▶ _RECORDS FOR PROCESSING_
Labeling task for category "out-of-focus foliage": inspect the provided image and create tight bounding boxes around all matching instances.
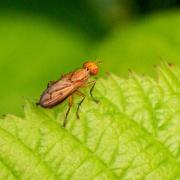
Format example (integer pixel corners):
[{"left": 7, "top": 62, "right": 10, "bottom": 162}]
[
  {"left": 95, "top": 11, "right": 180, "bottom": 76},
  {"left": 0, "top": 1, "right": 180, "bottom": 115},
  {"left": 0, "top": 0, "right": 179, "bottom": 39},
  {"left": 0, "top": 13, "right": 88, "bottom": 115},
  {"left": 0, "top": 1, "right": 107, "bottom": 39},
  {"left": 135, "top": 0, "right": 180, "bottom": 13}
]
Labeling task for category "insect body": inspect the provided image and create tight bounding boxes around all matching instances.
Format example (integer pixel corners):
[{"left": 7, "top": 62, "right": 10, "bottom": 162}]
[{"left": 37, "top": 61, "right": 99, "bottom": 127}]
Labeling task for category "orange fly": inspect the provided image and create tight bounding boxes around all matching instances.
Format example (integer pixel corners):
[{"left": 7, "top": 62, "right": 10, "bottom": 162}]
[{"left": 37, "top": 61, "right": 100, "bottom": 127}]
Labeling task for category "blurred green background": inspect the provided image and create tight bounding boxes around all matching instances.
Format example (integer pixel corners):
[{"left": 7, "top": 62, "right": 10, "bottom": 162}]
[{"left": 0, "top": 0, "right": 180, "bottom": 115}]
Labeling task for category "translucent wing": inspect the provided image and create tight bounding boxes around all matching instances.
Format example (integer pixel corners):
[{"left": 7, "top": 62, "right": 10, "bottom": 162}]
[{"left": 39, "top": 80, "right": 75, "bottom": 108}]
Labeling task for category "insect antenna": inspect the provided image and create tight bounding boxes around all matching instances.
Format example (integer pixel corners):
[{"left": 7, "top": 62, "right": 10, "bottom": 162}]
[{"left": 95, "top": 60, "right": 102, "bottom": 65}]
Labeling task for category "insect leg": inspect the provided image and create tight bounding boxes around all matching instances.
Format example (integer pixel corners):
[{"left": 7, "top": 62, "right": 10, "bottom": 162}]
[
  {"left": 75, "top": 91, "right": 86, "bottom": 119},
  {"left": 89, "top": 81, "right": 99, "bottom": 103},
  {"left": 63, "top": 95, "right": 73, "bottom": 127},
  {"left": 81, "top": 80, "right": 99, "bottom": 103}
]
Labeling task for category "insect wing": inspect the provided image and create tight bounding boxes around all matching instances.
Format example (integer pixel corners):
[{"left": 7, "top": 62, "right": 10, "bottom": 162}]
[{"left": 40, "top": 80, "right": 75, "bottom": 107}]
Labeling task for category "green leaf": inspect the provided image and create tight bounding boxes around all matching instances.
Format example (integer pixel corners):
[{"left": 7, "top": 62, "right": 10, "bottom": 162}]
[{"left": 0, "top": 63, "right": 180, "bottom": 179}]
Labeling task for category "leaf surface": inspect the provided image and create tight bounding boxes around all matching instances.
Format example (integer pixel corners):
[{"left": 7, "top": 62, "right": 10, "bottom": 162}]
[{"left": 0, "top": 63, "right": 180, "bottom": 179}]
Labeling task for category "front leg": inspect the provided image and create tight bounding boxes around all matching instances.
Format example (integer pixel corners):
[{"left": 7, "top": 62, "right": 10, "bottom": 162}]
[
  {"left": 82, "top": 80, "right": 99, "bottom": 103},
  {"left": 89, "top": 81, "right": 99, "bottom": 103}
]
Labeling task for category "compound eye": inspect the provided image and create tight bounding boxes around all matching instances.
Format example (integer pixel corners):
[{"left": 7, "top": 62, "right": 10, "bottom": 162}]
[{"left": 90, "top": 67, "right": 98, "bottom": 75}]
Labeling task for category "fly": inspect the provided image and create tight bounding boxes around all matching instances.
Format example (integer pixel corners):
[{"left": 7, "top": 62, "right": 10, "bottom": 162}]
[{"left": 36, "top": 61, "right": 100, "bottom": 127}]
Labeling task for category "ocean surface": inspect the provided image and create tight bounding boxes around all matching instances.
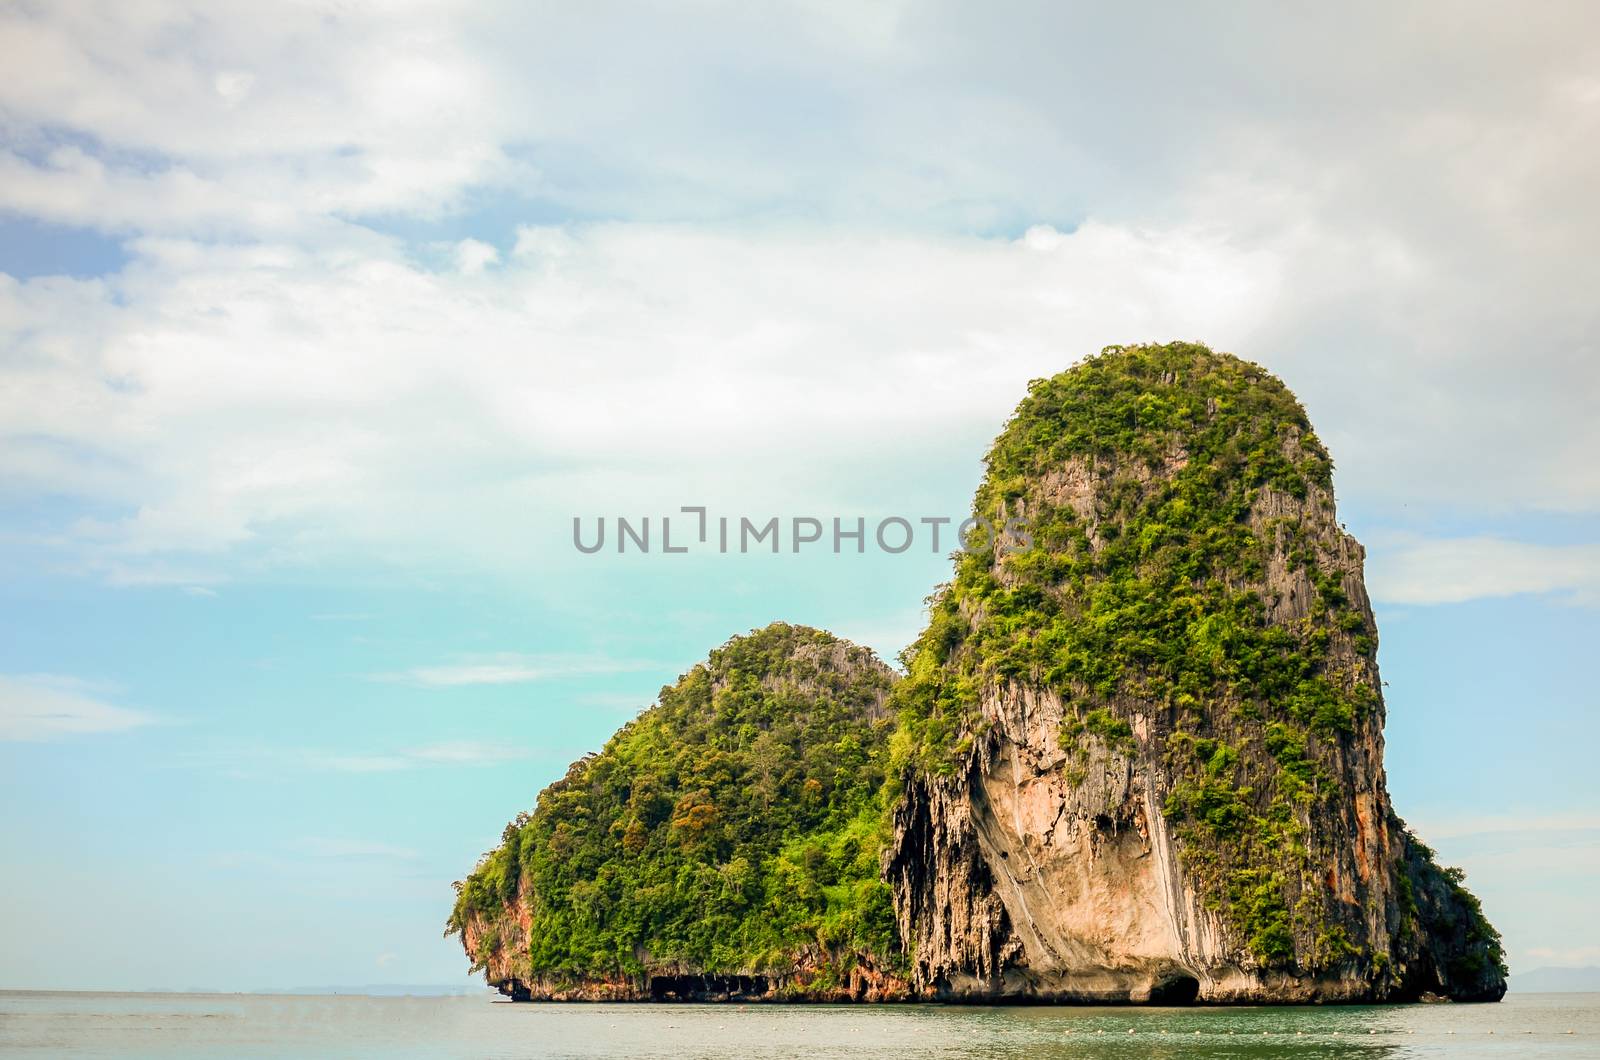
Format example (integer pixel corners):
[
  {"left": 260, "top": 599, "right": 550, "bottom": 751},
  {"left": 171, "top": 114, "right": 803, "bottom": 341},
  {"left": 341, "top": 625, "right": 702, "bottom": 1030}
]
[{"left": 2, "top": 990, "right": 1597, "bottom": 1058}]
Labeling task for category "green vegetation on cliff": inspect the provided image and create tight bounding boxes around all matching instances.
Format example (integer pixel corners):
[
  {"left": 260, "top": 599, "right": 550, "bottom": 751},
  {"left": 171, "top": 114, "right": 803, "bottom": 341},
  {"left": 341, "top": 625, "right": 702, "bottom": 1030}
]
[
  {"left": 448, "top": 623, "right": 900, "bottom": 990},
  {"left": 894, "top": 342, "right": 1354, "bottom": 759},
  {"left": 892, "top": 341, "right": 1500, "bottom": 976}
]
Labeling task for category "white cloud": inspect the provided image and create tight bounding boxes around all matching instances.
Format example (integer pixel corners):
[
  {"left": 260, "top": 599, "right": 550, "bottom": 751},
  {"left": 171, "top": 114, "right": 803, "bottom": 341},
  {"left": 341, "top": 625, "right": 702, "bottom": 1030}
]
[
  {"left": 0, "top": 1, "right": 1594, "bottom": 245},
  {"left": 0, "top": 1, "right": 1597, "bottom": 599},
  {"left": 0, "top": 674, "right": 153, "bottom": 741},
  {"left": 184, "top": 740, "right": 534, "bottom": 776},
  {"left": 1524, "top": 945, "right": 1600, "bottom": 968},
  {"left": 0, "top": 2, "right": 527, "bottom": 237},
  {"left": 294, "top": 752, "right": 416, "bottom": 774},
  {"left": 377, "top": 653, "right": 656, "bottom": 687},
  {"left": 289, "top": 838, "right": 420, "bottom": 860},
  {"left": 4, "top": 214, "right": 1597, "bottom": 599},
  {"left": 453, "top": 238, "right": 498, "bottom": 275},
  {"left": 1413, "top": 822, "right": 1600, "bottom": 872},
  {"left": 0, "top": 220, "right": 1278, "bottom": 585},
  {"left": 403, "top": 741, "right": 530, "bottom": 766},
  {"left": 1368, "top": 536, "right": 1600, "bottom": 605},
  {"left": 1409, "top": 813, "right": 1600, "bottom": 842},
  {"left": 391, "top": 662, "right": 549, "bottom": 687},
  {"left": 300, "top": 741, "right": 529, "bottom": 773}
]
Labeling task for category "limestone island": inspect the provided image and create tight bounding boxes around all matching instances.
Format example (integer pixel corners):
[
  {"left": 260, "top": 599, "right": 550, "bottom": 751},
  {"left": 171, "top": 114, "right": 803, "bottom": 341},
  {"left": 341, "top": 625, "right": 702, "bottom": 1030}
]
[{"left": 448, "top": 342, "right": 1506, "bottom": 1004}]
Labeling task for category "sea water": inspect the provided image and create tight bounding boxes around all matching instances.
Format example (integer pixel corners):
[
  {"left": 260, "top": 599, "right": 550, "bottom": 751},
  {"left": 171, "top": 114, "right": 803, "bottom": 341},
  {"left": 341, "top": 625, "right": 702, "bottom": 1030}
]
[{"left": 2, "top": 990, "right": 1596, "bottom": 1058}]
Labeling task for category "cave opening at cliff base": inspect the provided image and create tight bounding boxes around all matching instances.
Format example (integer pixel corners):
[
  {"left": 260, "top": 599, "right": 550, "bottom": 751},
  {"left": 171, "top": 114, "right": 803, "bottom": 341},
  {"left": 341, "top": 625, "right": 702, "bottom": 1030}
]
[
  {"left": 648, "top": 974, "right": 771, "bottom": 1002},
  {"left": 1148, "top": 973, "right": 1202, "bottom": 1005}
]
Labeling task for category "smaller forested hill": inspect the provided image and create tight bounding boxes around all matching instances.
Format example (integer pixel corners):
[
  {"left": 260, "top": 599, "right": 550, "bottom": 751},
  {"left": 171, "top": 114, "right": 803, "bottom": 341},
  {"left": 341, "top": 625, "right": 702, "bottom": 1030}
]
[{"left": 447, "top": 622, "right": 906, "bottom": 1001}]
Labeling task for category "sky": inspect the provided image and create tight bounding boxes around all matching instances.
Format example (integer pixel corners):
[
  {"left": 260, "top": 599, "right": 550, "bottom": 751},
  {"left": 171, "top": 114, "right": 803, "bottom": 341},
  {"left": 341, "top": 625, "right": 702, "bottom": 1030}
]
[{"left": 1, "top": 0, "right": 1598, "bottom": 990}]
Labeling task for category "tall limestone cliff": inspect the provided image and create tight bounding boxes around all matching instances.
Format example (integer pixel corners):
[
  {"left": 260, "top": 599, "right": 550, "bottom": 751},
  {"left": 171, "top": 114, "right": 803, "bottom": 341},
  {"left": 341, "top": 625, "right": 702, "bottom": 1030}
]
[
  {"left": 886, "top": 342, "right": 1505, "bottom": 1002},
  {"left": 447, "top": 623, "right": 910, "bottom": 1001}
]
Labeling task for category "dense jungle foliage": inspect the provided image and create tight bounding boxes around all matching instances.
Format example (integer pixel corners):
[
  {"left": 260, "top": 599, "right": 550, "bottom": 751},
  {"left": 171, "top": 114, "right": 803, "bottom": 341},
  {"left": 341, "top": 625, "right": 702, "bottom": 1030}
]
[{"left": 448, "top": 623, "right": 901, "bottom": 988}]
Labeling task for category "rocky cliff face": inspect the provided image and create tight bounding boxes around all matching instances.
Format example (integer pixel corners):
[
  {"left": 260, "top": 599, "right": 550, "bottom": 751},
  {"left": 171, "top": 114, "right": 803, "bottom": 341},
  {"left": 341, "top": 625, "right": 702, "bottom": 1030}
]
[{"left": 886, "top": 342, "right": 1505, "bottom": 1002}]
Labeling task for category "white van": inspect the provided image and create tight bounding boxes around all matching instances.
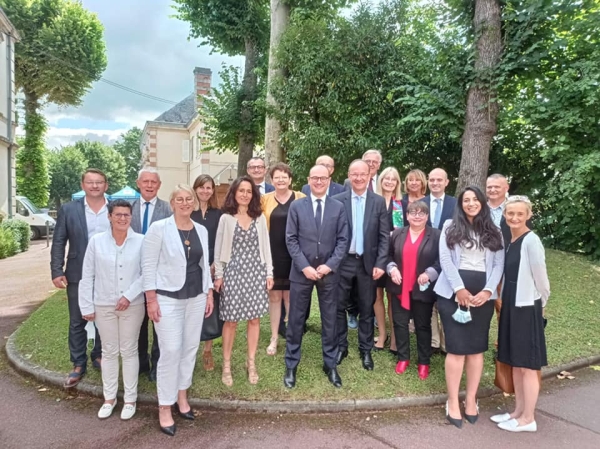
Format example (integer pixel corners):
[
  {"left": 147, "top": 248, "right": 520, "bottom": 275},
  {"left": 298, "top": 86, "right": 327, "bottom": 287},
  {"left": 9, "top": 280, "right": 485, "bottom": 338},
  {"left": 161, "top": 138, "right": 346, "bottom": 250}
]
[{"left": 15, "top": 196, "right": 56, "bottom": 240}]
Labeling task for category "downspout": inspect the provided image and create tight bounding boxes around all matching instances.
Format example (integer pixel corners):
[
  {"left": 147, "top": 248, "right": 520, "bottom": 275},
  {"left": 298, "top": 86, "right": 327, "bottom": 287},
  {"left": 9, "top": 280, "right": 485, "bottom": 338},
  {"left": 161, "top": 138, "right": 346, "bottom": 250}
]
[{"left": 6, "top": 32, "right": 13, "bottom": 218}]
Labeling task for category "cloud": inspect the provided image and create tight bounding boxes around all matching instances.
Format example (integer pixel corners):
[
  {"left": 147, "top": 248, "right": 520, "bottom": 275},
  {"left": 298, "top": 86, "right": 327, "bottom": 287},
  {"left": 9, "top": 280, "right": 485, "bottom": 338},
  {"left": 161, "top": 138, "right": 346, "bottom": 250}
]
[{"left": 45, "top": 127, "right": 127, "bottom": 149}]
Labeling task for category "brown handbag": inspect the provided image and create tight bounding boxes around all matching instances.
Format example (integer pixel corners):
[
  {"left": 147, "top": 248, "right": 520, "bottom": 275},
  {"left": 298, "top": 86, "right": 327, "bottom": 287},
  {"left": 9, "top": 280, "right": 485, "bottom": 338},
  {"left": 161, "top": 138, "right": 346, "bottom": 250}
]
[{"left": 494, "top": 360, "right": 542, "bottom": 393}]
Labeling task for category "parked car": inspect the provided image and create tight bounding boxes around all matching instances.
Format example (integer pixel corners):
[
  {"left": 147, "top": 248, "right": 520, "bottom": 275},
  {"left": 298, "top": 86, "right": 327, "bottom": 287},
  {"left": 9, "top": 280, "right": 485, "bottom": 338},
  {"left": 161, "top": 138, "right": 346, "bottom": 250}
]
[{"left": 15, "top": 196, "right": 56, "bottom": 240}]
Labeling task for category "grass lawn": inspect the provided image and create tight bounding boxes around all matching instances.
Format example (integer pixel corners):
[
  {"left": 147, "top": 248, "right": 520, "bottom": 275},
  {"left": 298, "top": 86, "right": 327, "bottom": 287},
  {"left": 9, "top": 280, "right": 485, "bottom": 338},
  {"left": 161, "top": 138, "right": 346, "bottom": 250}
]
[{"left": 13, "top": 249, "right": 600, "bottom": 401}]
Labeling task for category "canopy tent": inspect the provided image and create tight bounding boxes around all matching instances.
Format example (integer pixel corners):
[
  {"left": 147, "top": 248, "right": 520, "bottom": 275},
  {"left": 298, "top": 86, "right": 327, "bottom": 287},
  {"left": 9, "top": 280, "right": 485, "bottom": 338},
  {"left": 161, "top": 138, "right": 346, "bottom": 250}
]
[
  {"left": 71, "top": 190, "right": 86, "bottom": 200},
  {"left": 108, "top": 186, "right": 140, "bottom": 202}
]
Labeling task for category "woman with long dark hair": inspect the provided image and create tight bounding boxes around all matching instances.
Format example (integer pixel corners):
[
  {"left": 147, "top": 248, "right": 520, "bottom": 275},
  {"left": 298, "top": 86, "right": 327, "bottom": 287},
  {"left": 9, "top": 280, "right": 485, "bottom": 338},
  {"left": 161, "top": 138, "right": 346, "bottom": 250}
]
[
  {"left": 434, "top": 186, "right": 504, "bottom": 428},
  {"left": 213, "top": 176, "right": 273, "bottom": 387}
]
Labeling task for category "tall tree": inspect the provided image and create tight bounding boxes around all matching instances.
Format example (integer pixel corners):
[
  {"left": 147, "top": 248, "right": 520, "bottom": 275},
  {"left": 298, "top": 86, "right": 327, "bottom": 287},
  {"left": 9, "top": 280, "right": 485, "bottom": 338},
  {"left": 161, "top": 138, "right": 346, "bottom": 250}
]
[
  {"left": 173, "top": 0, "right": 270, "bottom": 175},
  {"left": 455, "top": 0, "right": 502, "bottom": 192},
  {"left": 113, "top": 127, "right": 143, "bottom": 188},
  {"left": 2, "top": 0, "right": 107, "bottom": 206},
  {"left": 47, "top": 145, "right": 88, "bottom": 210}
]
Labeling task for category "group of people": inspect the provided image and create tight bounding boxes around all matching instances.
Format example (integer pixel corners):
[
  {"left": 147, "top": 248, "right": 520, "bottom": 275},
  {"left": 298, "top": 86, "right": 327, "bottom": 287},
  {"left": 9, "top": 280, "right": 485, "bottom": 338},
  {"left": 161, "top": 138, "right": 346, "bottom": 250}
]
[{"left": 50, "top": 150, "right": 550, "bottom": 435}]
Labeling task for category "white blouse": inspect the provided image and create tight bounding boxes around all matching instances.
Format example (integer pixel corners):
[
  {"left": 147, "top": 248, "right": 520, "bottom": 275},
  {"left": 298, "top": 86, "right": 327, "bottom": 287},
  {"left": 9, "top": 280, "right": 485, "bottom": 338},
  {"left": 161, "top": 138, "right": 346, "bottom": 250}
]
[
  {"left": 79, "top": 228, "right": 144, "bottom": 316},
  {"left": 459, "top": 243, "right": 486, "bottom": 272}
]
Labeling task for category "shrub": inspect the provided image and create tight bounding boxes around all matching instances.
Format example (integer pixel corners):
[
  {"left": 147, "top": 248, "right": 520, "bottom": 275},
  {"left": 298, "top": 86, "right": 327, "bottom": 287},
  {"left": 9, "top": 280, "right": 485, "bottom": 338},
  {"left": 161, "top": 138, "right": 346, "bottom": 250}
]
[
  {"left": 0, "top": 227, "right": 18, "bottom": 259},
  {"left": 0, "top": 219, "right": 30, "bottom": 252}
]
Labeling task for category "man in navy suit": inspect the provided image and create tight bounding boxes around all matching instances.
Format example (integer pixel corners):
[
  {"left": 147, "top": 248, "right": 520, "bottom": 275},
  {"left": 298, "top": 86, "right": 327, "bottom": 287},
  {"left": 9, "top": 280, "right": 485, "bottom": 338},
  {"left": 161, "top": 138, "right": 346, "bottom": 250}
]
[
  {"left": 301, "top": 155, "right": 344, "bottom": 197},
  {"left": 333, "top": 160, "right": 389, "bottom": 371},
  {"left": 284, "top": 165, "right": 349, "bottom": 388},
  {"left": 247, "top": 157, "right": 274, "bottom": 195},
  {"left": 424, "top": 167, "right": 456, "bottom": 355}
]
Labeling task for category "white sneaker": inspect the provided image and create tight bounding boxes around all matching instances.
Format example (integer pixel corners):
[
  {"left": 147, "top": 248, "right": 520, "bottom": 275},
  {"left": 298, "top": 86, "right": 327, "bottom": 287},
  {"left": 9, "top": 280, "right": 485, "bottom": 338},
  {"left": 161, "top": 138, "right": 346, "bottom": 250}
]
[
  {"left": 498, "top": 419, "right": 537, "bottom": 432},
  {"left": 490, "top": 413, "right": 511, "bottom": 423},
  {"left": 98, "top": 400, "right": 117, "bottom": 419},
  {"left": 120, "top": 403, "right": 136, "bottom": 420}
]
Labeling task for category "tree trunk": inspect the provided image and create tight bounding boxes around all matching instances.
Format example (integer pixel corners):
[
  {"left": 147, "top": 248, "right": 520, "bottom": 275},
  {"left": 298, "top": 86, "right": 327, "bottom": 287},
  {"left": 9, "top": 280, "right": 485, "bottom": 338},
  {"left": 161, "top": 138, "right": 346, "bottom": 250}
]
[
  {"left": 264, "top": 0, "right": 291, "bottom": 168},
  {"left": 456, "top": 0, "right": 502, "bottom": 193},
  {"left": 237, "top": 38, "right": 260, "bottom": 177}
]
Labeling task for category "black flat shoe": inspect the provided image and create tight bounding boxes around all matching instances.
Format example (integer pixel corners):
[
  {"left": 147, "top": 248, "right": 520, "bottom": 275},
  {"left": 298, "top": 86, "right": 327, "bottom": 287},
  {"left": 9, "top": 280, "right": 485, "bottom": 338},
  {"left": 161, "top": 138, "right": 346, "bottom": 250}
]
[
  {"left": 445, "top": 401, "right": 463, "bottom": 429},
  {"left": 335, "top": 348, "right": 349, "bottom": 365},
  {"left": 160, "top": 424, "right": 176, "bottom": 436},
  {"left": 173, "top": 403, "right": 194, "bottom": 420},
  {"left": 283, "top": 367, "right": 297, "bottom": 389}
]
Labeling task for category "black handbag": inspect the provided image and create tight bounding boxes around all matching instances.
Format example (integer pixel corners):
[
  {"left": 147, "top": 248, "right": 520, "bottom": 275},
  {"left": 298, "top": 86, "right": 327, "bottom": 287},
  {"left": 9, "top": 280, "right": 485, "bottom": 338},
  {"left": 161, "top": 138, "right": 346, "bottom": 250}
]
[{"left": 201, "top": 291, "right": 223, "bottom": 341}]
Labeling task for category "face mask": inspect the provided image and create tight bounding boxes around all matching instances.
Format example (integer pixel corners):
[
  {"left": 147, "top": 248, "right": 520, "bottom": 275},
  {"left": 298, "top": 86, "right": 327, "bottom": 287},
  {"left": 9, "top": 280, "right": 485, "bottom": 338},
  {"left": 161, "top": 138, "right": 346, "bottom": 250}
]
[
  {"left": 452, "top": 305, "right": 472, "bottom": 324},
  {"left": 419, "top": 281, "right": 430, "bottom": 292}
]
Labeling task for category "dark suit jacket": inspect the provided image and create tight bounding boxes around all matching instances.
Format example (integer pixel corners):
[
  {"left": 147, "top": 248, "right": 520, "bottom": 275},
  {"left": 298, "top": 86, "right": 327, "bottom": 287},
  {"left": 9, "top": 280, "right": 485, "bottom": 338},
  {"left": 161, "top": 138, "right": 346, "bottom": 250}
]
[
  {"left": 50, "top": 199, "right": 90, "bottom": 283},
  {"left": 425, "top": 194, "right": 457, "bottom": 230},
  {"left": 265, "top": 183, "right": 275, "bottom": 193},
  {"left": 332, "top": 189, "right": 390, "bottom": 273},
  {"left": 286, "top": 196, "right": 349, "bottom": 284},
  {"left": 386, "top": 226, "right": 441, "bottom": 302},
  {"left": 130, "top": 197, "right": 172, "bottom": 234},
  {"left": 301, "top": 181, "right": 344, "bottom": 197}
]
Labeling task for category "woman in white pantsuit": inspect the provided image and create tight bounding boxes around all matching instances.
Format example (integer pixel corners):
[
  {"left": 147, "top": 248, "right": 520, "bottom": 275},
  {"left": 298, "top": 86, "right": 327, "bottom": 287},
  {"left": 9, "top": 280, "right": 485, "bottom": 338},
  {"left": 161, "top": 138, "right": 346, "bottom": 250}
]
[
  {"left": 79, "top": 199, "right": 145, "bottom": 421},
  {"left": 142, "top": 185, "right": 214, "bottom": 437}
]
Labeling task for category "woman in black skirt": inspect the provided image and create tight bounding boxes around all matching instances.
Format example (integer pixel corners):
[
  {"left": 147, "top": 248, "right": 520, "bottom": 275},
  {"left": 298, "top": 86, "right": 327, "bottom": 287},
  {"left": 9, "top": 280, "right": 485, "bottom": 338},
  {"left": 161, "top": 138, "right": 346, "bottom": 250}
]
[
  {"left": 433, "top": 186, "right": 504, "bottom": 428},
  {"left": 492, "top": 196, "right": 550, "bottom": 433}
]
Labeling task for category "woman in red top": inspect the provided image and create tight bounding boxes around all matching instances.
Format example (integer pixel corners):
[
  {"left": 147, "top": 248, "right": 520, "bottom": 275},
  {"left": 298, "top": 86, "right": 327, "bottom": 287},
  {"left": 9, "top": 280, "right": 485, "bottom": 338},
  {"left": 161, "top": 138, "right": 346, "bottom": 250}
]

▶ _ACTIVITY_
Copy each line of the entries that includes the word "cliff".

▶ _RESPONSE_
Labeling task for category "green vegetation on cliff": inspect the provided image and create tight bounding boxes around all matching instances.
Labeling task for category "cave opening at cliff base": inspect the provided image and create tight bounding boxes around all matching instances.
Labeling task for category "tall limestone cliff": inspect the provided image and create tight bounding boxes around all matching instances.
Labeling task for category "rocky cliff face": inspect the provided image and create tight bounding boxes around all matching instances.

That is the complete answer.